EXERCISE AIM: Search the material below for the string "potato". Return every line that holds it.

INPUT:
****

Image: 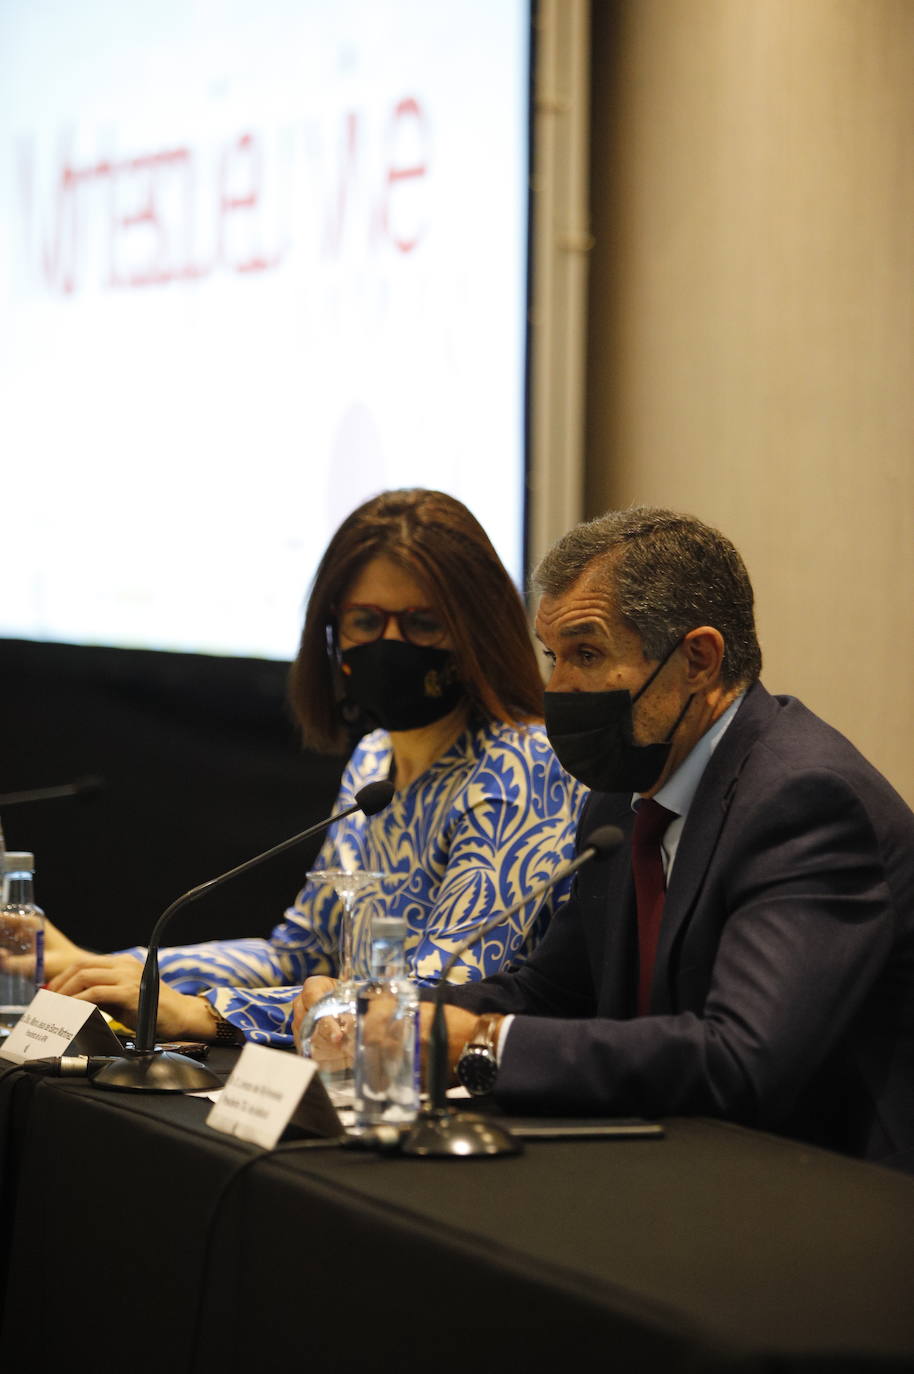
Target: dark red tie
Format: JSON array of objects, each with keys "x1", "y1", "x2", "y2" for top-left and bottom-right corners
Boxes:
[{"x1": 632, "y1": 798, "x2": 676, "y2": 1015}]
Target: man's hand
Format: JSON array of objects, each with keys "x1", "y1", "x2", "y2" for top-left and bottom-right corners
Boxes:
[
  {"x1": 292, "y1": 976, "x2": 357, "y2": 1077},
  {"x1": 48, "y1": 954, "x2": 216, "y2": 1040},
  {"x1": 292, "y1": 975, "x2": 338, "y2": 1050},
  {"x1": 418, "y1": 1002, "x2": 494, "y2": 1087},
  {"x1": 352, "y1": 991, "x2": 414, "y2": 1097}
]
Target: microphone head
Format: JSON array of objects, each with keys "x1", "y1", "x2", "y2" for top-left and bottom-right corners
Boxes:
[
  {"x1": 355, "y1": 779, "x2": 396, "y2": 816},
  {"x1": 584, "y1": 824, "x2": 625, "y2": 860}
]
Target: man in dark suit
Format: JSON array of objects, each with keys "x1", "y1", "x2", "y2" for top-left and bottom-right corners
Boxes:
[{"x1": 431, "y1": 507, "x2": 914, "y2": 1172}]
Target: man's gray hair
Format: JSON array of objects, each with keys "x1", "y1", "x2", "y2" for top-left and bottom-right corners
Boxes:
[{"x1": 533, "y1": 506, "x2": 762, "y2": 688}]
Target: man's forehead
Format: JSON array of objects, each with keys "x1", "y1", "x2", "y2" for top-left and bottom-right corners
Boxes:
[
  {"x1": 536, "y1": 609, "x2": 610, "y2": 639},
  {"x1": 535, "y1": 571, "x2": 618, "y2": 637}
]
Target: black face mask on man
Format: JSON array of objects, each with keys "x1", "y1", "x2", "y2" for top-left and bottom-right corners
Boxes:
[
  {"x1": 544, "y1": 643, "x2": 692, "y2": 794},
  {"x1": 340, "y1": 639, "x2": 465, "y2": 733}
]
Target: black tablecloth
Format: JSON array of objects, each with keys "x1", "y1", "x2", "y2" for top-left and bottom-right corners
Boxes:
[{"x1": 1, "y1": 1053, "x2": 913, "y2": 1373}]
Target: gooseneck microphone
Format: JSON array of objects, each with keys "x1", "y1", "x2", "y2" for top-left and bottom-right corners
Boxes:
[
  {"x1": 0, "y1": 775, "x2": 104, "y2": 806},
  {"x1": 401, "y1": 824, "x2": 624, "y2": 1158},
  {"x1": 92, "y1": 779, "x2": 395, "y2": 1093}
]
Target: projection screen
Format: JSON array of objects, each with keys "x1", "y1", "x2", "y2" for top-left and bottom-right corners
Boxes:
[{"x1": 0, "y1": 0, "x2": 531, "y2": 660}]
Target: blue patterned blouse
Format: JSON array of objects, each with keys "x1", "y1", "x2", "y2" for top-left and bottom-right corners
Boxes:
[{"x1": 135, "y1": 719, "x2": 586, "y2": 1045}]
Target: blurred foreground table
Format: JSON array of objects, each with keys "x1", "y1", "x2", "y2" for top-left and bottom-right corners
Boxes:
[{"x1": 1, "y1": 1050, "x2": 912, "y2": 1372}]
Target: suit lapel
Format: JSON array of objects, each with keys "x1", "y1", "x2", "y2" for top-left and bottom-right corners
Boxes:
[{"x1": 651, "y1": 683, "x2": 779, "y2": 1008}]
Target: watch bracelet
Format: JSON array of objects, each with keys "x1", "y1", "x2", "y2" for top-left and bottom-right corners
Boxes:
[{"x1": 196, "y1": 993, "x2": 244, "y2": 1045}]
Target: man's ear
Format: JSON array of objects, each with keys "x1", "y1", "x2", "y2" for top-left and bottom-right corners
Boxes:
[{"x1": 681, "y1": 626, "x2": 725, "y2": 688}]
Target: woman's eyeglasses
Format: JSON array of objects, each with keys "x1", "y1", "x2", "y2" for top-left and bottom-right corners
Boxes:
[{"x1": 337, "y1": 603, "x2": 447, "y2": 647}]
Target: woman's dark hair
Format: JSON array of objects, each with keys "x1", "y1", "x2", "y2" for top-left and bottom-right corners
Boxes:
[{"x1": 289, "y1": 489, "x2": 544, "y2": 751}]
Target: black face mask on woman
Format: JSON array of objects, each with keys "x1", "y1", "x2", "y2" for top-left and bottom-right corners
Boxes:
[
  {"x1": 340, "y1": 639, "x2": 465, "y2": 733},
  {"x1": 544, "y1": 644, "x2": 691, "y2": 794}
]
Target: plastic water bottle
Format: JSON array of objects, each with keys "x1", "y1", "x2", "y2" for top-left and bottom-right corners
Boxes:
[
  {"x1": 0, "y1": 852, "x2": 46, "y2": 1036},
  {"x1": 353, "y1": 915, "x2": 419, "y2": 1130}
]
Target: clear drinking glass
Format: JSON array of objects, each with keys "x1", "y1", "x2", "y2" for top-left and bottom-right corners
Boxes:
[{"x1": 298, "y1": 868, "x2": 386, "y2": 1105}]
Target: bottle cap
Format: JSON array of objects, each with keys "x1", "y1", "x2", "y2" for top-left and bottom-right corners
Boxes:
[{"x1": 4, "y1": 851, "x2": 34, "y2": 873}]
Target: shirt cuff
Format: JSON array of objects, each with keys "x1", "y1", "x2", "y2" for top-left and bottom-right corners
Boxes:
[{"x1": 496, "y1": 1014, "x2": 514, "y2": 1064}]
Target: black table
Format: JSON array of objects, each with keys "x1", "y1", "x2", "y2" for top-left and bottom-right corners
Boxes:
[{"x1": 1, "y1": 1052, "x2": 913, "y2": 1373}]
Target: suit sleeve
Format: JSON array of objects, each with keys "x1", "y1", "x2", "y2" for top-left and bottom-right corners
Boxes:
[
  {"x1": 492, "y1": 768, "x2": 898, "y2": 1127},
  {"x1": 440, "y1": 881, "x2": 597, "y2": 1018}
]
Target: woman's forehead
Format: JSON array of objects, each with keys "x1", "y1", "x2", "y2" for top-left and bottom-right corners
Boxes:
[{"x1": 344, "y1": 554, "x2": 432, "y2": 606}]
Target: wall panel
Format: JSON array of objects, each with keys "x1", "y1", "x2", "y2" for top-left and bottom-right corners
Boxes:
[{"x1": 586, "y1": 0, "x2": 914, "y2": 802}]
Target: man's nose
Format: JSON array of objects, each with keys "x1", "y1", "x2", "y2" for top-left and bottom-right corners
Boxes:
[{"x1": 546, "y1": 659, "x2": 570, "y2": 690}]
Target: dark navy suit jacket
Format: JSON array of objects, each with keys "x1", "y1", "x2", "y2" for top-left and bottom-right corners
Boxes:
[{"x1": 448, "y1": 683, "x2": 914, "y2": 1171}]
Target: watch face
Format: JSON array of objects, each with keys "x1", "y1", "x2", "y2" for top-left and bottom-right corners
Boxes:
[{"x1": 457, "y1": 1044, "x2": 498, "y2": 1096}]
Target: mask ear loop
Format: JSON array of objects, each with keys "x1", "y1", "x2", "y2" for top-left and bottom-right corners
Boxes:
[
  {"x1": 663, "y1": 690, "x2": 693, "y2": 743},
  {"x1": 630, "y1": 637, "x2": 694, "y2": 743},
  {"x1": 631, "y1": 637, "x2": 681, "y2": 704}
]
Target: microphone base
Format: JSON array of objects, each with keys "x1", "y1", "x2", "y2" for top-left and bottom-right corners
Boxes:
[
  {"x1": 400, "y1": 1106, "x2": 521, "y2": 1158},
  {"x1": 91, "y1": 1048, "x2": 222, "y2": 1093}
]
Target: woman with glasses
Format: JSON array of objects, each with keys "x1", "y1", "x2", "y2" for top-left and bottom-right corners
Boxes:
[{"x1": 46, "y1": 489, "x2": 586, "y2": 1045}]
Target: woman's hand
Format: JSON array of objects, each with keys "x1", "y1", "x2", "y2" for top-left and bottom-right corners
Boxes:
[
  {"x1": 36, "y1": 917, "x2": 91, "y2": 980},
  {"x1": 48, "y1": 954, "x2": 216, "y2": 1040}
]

****

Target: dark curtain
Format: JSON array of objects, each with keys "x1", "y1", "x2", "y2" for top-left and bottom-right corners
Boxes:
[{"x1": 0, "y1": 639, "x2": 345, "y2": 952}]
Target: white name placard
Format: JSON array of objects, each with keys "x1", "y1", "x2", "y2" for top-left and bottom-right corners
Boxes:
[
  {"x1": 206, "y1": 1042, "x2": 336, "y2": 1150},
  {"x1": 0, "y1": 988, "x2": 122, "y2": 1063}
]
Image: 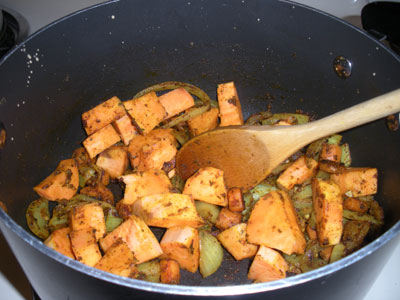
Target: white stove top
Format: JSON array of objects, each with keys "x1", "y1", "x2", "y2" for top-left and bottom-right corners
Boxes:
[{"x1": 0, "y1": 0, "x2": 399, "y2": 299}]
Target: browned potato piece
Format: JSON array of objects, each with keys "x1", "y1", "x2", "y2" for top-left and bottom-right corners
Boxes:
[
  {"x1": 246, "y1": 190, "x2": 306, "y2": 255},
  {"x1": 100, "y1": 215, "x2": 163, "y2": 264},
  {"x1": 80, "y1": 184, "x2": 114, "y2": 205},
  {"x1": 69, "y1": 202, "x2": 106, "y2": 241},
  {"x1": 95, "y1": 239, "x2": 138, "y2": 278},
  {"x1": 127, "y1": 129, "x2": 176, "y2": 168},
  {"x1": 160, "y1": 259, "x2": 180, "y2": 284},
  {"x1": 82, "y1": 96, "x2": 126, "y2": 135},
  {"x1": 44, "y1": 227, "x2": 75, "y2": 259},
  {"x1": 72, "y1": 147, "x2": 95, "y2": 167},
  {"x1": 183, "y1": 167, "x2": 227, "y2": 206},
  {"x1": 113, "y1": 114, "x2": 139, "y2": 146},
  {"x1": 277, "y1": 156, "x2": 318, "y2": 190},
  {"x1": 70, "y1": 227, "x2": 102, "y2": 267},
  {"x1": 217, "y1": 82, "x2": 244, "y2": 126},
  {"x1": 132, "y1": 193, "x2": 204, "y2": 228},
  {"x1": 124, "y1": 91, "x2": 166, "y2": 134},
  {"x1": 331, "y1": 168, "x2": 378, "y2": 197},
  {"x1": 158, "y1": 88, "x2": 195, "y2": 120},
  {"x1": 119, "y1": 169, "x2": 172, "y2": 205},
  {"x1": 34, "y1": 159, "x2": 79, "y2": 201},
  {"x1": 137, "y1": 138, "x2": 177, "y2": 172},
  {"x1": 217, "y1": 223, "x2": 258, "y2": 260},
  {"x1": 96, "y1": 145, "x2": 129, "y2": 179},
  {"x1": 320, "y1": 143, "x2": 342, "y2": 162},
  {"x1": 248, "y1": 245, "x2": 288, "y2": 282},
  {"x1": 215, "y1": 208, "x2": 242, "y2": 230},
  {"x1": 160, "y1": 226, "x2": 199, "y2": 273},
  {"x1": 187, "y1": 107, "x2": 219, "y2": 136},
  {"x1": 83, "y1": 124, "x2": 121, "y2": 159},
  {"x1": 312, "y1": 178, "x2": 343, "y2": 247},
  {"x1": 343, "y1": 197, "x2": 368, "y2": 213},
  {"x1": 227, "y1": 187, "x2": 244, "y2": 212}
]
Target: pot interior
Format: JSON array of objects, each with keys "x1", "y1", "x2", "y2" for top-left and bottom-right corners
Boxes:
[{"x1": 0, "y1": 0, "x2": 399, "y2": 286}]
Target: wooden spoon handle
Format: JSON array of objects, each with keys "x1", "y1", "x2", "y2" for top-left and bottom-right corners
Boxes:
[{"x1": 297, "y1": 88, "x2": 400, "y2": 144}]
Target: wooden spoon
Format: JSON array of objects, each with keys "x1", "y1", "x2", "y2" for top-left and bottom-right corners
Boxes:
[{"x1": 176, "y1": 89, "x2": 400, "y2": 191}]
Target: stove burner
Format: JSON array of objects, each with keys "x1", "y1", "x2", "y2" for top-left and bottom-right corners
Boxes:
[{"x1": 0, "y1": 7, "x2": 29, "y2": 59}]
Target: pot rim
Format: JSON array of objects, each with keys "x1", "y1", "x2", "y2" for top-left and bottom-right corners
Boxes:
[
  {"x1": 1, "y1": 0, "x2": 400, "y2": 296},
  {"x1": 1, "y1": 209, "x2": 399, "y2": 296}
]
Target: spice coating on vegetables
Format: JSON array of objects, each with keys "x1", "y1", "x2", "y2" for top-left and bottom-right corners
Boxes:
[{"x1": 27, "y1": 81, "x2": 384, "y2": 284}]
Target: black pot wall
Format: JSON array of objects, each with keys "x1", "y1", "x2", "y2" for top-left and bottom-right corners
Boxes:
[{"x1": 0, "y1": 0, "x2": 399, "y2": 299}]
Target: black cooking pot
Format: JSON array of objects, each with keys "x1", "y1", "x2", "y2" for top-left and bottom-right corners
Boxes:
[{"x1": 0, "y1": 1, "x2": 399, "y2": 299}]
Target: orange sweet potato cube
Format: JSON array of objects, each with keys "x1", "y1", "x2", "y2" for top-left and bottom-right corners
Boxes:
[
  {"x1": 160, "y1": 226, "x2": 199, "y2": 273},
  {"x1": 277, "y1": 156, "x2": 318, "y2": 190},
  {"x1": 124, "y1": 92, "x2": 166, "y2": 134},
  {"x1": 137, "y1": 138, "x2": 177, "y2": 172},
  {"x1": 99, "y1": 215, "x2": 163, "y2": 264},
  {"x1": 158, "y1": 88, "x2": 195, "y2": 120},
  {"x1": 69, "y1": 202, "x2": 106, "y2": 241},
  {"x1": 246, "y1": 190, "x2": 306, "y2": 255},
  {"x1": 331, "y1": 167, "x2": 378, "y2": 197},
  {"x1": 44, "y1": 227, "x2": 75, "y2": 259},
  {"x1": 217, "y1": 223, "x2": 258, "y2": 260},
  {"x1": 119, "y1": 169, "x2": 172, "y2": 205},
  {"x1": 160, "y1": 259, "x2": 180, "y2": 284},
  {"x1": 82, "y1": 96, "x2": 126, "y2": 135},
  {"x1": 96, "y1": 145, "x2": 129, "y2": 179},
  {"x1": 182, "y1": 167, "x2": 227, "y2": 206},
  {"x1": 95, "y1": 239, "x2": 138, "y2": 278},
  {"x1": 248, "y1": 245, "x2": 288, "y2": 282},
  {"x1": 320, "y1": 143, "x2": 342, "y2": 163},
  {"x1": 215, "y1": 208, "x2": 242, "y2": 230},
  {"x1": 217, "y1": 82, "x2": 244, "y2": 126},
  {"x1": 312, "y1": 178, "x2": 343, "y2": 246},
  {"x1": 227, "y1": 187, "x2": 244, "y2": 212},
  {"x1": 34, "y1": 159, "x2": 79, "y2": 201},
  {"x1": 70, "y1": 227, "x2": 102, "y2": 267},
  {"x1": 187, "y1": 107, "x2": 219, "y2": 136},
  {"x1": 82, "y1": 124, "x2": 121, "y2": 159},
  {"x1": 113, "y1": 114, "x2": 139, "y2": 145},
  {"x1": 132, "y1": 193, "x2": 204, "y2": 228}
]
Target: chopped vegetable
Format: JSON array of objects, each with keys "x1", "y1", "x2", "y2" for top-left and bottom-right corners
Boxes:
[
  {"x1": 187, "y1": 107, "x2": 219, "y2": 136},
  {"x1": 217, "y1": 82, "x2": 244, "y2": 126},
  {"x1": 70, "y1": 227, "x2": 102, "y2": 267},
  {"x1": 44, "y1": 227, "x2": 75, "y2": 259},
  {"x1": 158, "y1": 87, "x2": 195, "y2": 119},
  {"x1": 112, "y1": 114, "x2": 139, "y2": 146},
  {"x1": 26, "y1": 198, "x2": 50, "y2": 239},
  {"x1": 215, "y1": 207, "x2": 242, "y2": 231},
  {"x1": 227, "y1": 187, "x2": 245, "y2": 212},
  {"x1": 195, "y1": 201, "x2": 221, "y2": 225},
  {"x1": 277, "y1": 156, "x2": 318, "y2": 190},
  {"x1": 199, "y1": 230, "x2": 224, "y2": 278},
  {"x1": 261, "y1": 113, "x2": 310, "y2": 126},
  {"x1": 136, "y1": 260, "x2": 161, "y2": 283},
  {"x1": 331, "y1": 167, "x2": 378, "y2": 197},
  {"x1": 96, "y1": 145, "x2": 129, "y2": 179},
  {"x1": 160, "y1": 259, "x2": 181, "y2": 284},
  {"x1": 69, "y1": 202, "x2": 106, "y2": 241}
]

****

OUTPUT BELOW:
Target: browned potato piece
Target: orange sweet potato cube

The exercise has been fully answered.